■ **Challenges**:
1. The passive solar design text below lists the kinds of development where passive solar design principles must be considered. Name each kind.
2. Please retype the stretch of the passive solar design text from "The Council would" through "seasonality is recognised.".
3. According to the passive solar design text, on what date were The Building (Amendment) Regulations (Northern Ireland) 2006 enacted?
>> Start Quoted text
Policy RE2 - Integrated Renewable Energy and Passive Solar Design


Passive Solar Design


      The Building (Amendment) Regulations (Northern Ireland) 2006, introduced increased minimum legal requirements for the attainment of energy conservation and thus a reduction in CO2 emissions from buildings; these were enacted on the 30th November 2006.  These changes were significant and the process of adaptation is continuing. Notwithstanding the above, draft PPS 18 now stipulates that consideration must be given to Passive Solar design principles in the layout, siting and design of:


·         All public sector development;


·         Large-scale urban development (generally defined for the purposes of this policy as a site of 1ha or greater or a building of 5,000m² or greater); and


·         Dwellings in the countryside.


      The regulatory impact assessment for The Building (Amendment) Regulations (Northern Ireland) 2006 when they were introduced, estimated that there would be an increase of cost in complying with the European directive in respect of the conservation of energy within buildings. It is accepted across the construction industry that compliance with this directive resulted in a rise in the construction costs of buildings.


      The Council recommends that in the introduction of policy a balance is sought between increased costs and the anticipated return. This balance should seek to ensure that policy and practice develop in such a way as to not to overburden or deter potential investment in the Northern Ireland economy.


Passive Solar Design


      The Council would request greater clarification and evidence on the suitability of Passive Solar Design in Northern Ireland. It is a seasonal technology, which relies upon diffuse sun rays and for a large portion of the year in Ireland, solar impacts are limited. In these circumstances the design solution requires careful consideration to ensure that the seasonality is recognised.
>> End Quoted text
>> Start Data extract
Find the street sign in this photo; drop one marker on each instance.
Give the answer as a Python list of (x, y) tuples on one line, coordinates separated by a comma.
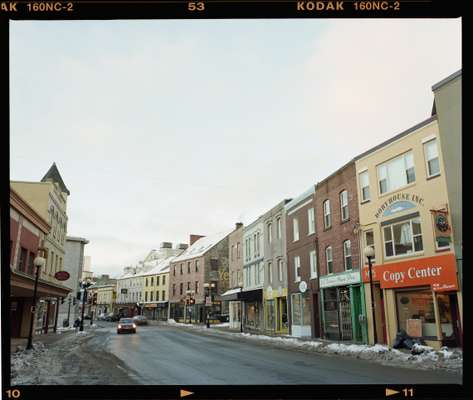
>> End Data extract
■ **In response**:
1.
All public sector development
Large-scale urban development
Dwellings in the countryside

2.
The Council would request greater clarification and evidence on the suitability of Passive Solar Design in Northern Ireland. It is a seasonal technology, which relies upon diffuse sun rays and for a large portion of the year in Ireland, solar impacts are limited. In these circumstances the design solution requires careful consideration to ensure that the seasonality is recognised.

3. They were enacted on the 30th November 2006.